### SET TASK
Reproduce the stretch of the items from the beginning through the line containing "143], [124, 144]]]", with both ends included, and output nothing else.

Segmentation dataset excerpts

* Start *

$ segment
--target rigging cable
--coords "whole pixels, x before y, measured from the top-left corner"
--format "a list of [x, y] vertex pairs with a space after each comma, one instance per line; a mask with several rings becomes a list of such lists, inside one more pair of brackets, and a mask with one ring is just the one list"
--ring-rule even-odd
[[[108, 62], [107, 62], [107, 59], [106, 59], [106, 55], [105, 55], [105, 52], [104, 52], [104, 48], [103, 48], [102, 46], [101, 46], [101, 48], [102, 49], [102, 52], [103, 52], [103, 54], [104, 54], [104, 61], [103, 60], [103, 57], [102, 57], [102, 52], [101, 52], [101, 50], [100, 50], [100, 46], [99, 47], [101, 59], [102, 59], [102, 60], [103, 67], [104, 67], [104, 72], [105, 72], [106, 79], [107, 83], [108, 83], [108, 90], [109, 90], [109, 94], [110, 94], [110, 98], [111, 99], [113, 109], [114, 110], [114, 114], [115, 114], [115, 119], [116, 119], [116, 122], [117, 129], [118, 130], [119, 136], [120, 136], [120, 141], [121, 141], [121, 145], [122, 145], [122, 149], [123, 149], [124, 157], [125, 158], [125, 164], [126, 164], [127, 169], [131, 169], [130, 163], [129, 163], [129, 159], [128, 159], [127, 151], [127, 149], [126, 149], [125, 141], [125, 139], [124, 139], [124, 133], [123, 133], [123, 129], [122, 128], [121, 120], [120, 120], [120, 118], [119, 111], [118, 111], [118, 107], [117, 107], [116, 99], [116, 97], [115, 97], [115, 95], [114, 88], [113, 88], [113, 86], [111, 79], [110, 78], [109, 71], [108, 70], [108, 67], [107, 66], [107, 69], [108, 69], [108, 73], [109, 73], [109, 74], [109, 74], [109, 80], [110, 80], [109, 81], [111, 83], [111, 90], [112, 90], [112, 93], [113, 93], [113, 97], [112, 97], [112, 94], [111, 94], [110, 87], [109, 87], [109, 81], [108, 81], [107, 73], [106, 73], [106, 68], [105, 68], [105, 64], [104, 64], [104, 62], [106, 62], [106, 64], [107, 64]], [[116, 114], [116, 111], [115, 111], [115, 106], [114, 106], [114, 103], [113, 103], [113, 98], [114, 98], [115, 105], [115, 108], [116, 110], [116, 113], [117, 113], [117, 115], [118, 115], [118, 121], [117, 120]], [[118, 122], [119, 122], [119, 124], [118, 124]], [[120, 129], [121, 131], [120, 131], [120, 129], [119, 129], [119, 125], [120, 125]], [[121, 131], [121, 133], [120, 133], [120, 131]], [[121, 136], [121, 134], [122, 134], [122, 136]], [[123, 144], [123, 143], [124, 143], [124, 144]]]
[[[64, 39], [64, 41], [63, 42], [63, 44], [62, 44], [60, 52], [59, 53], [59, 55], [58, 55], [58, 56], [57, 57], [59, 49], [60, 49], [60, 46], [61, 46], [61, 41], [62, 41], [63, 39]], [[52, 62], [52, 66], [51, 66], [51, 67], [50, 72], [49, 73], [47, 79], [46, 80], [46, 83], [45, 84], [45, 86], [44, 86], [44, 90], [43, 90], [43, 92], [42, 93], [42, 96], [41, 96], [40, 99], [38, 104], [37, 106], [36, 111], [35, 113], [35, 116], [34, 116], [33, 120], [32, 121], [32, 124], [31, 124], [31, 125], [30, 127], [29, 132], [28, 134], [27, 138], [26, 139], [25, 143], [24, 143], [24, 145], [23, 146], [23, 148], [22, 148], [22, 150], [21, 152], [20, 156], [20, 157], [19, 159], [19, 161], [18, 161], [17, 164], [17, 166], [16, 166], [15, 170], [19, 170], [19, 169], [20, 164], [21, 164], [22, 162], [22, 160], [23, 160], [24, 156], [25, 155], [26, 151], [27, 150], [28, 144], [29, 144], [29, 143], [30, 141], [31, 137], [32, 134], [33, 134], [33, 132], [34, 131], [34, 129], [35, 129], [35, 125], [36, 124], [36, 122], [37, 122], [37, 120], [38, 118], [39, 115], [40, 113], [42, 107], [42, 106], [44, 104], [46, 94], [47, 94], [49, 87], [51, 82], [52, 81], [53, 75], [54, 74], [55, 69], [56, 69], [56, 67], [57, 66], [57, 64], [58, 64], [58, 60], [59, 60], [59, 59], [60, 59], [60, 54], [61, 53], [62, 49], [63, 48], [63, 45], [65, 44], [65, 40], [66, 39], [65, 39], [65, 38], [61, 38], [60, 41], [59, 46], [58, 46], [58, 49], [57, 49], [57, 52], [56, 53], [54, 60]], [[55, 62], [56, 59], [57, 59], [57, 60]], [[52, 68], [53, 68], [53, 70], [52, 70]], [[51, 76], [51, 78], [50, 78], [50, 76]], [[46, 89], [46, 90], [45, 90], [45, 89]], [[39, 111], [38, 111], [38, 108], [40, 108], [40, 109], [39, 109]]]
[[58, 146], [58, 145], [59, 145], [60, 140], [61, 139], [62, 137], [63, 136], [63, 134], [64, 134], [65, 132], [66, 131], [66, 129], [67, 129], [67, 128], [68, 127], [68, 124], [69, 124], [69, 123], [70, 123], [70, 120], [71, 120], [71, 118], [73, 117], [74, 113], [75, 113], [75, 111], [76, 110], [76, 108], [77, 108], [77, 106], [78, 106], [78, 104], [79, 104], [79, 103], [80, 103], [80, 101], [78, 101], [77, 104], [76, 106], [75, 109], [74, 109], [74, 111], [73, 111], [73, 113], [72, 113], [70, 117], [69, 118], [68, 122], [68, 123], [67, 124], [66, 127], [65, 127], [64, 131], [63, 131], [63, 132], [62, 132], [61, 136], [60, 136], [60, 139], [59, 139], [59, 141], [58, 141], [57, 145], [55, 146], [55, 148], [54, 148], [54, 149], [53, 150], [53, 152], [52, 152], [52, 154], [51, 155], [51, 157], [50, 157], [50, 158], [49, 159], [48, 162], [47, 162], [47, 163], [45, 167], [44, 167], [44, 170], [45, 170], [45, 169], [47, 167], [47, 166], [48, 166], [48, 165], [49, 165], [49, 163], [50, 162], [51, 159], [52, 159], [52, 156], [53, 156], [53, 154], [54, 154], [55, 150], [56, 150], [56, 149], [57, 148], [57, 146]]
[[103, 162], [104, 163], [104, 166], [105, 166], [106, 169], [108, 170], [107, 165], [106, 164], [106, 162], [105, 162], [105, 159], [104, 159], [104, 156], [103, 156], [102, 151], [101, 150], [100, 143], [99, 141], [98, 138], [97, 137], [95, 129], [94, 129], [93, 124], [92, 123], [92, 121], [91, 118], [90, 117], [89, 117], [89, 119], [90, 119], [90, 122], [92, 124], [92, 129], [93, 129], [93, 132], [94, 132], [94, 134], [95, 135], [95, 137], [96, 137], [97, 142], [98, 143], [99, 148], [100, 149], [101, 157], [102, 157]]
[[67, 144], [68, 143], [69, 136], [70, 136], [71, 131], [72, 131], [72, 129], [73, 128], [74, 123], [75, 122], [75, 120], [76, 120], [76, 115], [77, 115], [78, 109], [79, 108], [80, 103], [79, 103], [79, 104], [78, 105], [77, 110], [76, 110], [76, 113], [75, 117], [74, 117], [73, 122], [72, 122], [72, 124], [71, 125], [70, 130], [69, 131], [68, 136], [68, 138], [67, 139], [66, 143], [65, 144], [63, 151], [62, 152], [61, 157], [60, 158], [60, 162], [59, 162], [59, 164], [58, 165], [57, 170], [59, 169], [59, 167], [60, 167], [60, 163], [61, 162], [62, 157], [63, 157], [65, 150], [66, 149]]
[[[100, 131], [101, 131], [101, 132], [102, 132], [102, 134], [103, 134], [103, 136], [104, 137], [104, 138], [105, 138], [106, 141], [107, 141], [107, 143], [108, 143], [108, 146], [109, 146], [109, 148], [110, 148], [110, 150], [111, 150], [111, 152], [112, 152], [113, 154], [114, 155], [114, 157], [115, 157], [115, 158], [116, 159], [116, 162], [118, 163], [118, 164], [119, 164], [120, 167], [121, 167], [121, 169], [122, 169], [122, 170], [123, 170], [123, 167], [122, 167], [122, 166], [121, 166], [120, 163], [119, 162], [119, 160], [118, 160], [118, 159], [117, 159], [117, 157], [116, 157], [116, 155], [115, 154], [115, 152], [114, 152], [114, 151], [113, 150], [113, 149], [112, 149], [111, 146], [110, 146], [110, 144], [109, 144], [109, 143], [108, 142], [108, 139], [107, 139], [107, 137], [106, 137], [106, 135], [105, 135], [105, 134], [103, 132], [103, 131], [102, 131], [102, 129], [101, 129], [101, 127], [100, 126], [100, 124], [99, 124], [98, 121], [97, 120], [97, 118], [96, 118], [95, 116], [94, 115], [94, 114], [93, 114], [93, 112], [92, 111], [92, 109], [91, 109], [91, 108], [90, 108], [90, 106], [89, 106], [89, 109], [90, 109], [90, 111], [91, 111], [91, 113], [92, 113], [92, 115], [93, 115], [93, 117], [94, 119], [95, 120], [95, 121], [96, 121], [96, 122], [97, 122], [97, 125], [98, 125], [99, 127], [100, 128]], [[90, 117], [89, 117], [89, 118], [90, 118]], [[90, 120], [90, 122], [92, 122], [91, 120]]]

* End *

### WRITTEN ANSWER
$ segment
--target rigging cable
--coords "whole pixels, x before y, measured from the top-left corner"
--format "a list of [x, y] vertex pairs with a space after each comma, one instance per line; a mask with several rings becomes a list of such lists, inside one more pair of brackets, and a mask with one ring is just the one list"
--ring-rule even-odd
[[[108, 62], [107, 62], [107, 59], [106, 59], [106, 55], [105, 55], [105, 52], [104, 52], [104, 48], [103, 48], [102, 46], [101, 46], [101, 48], [102, 49], [102, 52], [103, 52], [103, 54], [104, 54], [104, 61], [103, 60], [103, 57], [102, 57], [102, 52], [101, 52], [101, 50], [100, 50], [100, 46], [99, 47], [101, 59], [102, 59], [102, 60], [103, 67], [104, 67], [104, 72], [105, 72], [106, 79], [107, 83], [108, 83], [108, 90], [109, 90], [109, 94], [110, 94], [110, 98], [111, 99], [113, 109], [114, 110], [114, 114], [115, 114], [115, 119], [116, 119], [116, 122], [117, 129], [118, 130], [119, 136], [120, 136], [120, 141], [121, 141], [121, 145], [122, 145], [122, 149], [123, 149], [124, 157], [125, 158], [125, 164], [126, 164], [127, 169], [131, 169], [130, 163], [129, 163], [129, 159], [128, 159], [127, 151], [127, 149], [126, 149], [125, 141], [125, 139], [124, 139], [124, 133], [123, 133], [123, 129], [122, 128], [121, 120], [120, 120], [120, 118], [119, 111], [118, 111], [118, 107], [117, 107], [116, 99], [116, 97], [115, 97], [115, 95], [114, 88], [113, 88], [113, 86], [111, 79], [110, 78], [109, 71], [108, 70], [108, 67], [107, 66], [107, 69], [108, 69], [108, 73], [109, 73], [109, 74], [109, 74], [109, 80], [110, 80], [109, 81], [111, 83], [111, 90], [112, 90], [112, 93], [113, 93], [113, 97], [112, 97], [112, 94], [111, 94], [110, 87], [109, 87], [109, 81], [108, 81], [107, 73], [106, 73], [106, 68], [105, 68], [105, 64], [104, 64], [104, 62], [106, 62], [106, 64], [107, 64]], [[116, 114], [116, 111], [115, 111], [115, 106], [114, 106], [114, 103], [113, 103], [113, 98], [114, 98], [115, 105], [115, 108], [116, 110], [116, 113], [117, 113], [117, 115], [118, 115], [118, 121], [117, 120]], [[118, 122], [119, 122], [119, 124], [118, 124]], [[120, 129], [121, 131], [120, 131], [120, 129], [119, 129], [119, 125], [120, 125]], [[121, 131], [121, 133], [120, 133], [120, 131]], [[121, 136], [121, 134], [122, 134], [122, 136]], [[123, 144], [123, 143], [124, 143], [124, 144]]]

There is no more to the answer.